◆ **Problèmes**:
[1] Recopiez le passage du texte sur les écoles en Chine allant de "Je vais maintenant" jusqu'à "en Chine qu'ailleurs." inclus, en remplaçant "écoles" par "classes".
[2] Relevez chaque ligne des enregistrements où figure la chaîne "machine", en tenant compte de la casse.

◆ **Texte source**:
-=-=-=-=-

Je vais maintenant transférer la Vierge de dix-neuf ans à quatre journées d'ici ; en sorte qu'avec la grâce de Dieu avant peu nous aurons dans toutes nos chrétientés des écoles et des Vierges zélées et édifiantes. Cela ranimera la piété. Nos jeunes filles vont se mettre à étudier, et nos jeunes femmes aussi. Cela commence fort bien, et cela était plus nécessaire en Chine qu'ailleurs.

Nos meilleures âmes sont des filles et des femmes, parce que le commerce qu'ont les hommes avec les païens en perd beaucoup. Cependant jusqu'ici presque aucune femme ni fille ne savait lire, ni n'entendait les prières qui sont d'un style aussi différent du commun que le latin l'est du français. Elles les prononçaient très mal ; à présent, elles apprendront à les bien prononcer et à les entendre. Quelques-unes étant bien instruites, instruiront les autres. Celle qui l'est le plus, c'est la fille de mon hôte de la ville ; elle comprend non seulement les prières, le catéchisme, etc., mais I'IMITATION qu'on a traduite dans un style extrêmement relevé, la Vie des Saints, et presque tout. Hier elle a étudié, - en un seul jour ! - un livre pour faire connaître Dieu aux païens par la vue des créatures. Celle qui est allée dans la province du Yunnan, selon la vision qu'elle a eue de la sainte Vierge, comprend aussi l’IMITATION, etc.

Voilà comment la sainte Vierge bénit, protège, établit cette œuvre en Chine ; priez pour qu'elle s'y conserve, qu'elle s'y augmente de jour en jour. Jamais je n'eusse osé entreprendre cela ici.

C'est la Providence qui a commencé l'œuvre, et qui sans doute la confirmera, la consommera pour la plus grande gloire de Dieu et le salut des âmes. Amen, amen.

-=-=-=-=-

◆ **Enregistrements extraits**:
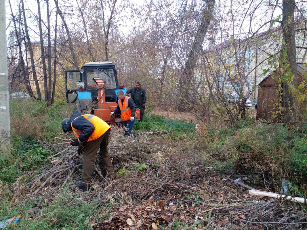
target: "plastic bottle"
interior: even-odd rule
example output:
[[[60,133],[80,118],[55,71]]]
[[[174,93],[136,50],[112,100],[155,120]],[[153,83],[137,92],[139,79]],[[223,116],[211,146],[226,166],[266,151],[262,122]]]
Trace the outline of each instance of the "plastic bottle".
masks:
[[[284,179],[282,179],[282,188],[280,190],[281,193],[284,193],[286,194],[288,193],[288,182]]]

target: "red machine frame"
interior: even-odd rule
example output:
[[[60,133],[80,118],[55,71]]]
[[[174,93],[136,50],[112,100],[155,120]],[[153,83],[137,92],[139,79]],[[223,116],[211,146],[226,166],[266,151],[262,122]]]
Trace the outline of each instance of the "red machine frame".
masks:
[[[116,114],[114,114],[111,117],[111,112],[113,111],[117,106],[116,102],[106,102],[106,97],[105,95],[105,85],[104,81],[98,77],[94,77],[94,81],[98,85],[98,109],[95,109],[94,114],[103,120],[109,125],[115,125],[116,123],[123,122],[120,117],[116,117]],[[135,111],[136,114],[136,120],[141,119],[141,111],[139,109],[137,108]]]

-=-=-=-=-

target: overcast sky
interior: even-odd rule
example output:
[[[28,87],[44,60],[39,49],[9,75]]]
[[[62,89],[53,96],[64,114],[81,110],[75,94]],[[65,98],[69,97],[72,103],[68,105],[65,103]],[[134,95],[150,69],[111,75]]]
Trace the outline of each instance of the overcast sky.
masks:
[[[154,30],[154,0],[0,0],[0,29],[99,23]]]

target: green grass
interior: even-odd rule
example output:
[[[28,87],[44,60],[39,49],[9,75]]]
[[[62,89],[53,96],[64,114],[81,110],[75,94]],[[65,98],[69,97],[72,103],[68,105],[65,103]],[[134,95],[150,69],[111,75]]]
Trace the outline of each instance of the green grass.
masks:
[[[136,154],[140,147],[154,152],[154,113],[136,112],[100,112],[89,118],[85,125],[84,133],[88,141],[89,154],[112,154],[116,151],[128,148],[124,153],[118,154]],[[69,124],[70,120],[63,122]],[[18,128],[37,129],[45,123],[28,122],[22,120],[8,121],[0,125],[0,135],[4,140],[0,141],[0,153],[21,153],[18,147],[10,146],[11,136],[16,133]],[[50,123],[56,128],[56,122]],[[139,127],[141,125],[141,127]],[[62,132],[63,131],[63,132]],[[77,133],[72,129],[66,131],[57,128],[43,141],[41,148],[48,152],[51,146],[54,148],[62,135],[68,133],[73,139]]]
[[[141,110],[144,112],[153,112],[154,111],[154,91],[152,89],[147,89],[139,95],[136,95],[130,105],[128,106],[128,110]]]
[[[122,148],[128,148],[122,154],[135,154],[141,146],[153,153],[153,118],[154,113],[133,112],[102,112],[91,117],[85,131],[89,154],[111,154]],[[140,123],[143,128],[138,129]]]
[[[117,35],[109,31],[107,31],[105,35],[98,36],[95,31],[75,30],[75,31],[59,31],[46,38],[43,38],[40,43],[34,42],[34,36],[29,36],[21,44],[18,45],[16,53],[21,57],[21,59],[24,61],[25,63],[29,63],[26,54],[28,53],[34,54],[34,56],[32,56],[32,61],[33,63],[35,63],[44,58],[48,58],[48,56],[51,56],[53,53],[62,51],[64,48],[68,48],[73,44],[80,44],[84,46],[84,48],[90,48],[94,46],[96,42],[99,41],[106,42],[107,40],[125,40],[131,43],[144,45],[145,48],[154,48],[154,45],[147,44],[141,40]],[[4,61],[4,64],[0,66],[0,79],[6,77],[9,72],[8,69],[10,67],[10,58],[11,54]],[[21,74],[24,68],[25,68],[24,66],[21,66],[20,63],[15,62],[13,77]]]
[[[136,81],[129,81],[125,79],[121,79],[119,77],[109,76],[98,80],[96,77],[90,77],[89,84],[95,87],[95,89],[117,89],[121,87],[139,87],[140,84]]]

-=-=-=-=-

◆ **Réponses par tâche**:
[1]
Je vais maintenant transférer la Vierge de dix-neuf ans à quatre journées d'ici ; en sorte qu'avec la grâce de Dieu avant peu nous aurons dans toutes nos chrétientés des classes et des Vierges zélées et édifiantes. Cela ranimera la piété. Nos jeunes filles vont se mettre à étudier, et nos jeunes femmes aussi. Cela commence fort bien, et cela était plus nécessaire en Chine qu'ailleurs.

[2]
target: "red machine frame"
Trace the outline of each instance of the "red machine frame".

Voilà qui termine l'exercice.